* **Data shown**
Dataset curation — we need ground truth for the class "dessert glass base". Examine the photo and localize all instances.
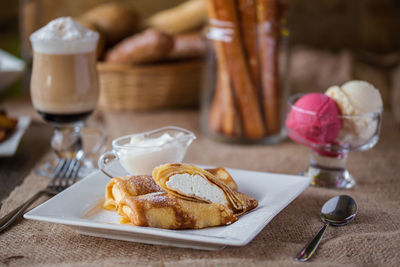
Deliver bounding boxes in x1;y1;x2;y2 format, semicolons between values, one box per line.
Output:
300;151;356;189
286;94;383;189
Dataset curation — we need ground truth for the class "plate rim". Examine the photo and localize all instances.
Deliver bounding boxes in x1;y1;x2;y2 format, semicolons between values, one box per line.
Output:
24;169;311;246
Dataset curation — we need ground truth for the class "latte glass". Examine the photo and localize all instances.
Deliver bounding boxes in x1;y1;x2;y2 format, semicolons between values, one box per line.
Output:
31;18;104;177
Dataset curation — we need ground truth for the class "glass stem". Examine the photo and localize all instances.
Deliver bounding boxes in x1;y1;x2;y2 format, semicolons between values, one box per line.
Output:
305;151;355;189
51;122;83;158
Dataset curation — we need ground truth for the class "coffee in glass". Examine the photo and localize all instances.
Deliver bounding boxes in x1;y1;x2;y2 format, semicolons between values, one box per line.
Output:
30;17;103;179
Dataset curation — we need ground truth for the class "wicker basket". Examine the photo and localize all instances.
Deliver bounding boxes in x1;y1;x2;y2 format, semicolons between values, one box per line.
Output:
97;60;203;110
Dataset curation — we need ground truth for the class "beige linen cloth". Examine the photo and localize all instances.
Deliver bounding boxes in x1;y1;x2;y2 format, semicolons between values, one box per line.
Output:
0;108;400;266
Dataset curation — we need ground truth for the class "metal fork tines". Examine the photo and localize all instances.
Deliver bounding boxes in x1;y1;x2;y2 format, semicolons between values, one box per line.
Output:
0;158;81;232
47;158;81;193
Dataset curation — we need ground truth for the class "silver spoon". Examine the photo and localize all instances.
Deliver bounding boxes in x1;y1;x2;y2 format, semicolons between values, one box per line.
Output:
295;195;357;261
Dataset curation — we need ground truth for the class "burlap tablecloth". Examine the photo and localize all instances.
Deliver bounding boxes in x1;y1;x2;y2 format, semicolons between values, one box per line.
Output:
0;111;400;266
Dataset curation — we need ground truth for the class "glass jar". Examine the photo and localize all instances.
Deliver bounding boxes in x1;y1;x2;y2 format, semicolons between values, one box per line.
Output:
201;0;289;144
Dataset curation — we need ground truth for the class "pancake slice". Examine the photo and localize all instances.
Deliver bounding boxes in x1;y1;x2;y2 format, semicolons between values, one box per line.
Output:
153;163;257;215
118;192;237;229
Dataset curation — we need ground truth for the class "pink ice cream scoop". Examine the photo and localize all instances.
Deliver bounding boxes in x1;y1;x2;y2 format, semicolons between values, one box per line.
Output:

* **Challenge**
Please report, in full, every line of the records above that contains the string "glass". Case counts.

* **Completed task**
Dataset curation — we need ground truth for the class "dessert glass base". Examine the photo and localize all instances.
Dataset curation — we need ground truth for the class "latte glass". Examine the photo and localize all instances.
Dataset curation — we need ground truth for the class "glass stem". Examine the photo and localize all instances.
Dataset curation — we need ground truth for the class "coffee in glass". Examine the photo and localize all instances.
Dataset curation — we need ground truth for the class "glass jar". Examine the photo and localize all instances.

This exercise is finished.